Search the records below for the line containing "Thanks for the photo. Could you please mark the metal". Write out that line and every line after it exactly as written.
Segment Start: EXERCISE INPUTS
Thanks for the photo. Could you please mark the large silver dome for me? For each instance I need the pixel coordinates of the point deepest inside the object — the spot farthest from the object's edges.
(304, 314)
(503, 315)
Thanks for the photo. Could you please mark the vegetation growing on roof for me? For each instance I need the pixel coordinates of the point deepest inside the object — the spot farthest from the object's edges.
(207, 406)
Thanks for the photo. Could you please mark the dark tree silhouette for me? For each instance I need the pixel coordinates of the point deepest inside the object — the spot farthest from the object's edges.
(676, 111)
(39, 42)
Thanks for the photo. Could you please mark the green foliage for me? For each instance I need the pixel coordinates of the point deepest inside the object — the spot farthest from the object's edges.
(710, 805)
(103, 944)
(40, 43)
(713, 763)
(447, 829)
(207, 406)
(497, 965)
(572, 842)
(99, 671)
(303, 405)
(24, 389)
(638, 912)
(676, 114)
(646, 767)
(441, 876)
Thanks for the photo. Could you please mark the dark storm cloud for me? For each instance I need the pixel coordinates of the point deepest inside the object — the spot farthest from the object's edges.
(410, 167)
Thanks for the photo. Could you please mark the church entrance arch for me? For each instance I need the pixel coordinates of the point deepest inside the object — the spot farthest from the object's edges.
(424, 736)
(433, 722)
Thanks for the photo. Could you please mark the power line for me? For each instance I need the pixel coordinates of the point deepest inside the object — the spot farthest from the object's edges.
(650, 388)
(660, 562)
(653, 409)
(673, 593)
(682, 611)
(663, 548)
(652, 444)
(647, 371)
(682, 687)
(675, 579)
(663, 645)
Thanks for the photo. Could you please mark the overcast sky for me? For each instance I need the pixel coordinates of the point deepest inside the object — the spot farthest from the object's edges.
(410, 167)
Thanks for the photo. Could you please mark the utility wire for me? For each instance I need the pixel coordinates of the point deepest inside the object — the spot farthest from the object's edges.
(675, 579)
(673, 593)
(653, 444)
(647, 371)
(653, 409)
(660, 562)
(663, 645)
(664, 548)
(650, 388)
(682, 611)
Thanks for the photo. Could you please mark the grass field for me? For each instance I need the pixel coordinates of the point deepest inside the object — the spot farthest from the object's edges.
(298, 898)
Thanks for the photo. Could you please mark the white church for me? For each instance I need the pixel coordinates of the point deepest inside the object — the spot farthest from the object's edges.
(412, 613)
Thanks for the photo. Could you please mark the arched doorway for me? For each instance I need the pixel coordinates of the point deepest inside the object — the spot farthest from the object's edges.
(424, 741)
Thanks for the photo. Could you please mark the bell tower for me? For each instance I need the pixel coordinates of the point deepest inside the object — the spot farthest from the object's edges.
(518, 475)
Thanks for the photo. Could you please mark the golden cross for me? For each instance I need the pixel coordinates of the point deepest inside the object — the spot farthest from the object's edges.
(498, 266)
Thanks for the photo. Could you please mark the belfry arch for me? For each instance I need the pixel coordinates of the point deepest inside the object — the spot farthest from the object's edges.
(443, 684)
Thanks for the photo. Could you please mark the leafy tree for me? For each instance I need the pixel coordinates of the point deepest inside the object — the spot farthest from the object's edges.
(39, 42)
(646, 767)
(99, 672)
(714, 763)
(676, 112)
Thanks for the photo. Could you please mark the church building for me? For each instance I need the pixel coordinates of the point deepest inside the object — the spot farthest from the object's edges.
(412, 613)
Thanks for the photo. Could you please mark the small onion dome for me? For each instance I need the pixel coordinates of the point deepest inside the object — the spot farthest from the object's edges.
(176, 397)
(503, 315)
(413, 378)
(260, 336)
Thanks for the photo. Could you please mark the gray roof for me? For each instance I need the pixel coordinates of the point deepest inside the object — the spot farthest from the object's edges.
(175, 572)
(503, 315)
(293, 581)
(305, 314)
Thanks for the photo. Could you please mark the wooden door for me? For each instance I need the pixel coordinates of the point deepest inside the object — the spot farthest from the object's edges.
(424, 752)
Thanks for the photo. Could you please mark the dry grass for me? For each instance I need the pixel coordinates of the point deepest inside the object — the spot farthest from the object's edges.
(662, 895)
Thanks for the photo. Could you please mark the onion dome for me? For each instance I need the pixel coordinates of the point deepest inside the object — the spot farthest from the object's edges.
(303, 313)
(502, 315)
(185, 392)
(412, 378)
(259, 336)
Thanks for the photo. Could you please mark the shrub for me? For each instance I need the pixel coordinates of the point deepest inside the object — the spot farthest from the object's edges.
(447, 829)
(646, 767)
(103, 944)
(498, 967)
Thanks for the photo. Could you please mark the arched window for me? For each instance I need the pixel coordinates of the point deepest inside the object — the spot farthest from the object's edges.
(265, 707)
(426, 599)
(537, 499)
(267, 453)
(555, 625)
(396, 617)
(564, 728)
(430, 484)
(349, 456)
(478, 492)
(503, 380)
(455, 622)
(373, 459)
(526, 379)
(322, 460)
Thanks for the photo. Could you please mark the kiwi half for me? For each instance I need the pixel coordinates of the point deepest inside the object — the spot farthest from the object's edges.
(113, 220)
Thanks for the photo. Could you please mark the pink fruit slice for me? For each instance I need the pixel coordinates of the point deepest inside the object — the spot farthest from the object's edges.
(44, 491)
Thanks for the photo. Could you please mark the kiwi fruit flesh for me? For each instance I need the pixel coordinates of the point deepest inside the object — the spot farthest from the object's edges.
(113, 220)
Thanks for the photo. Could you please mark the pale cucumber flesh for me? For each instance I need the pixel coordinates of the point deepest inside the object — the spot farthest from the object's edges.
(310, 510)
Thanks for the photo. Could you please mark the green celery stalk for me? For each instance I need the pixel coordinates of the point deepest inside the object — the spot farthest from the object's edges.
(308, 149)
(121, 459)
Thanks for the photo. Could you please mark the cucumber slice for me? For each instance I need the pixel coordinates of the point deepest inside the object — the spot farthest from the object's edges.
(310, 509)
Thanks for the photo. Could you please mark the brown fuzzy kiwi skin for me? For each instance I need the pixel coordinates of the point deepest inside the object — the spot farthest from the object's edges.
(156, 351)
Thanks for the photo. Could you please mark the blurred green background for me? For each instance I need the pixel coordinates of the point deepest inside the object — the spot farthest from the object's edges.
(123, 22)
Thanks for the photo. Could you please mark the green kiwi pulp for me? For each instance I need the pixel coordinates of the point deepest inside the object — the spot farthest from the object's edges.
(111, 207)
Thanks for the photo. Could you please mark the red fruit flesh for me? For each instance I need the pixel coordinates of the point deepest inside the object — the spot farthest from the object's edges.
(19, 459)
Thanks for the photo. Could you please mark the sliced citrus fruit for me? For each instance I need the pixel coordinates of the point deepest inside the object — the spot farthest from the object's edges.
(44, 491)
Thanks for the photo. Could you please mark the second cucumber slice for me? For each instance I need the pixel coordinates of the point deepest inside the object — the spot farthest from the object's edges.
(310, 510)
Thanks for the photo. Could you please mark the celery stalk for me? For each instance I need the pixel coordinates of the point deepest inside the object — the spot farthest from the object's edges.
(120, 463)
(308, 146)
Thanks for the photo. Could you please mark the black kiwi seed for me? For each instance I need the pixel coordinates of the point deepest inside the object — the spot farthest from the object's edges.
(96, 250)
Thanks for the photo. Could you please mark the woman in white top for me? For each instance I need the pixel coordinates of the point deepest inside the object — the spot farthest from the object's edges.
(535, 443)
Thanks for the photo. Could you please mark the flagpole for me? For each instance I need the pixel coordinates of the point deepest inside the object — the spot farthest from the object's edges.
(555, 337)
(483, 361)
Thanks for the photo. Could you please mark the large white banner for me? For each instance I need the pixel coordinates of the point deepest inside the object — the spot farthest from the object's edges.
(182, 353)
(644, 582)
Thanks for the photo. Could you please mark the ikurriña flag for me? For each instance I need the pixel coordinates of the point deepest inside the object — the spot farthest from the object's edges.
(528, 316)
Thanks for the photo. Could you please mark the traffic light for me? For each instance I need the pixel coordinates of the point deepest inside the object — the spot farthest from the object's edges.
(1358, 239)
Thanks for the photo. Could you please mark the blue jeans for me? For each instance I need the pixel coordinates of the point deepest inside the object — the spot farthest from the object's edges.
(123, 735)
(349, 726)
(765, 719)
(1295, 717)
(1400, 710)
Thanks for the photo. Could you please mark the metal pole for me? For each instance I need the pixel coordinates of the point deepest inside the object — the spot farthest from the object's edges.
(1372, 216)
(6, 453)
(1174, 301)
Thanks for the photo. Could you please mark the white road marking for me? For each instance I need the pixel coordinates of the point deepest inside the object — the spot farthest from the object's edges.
Segment End: EXERCISE INPUTS
▸ **RESULT**
Thanks for the photo. Could you please mark the metal pole for me? For each instance I need the pixel coordinates of the point deepest inside the object — the spot farthest from the object's edges.
(1372, 216)
(6, 453)
(1174, 301)
Thanks for the photo. Could you please mark the white road marking for me? For each instance I need the pixel coordinates of the point deepest inside the object — the spot farthest from the object's edges.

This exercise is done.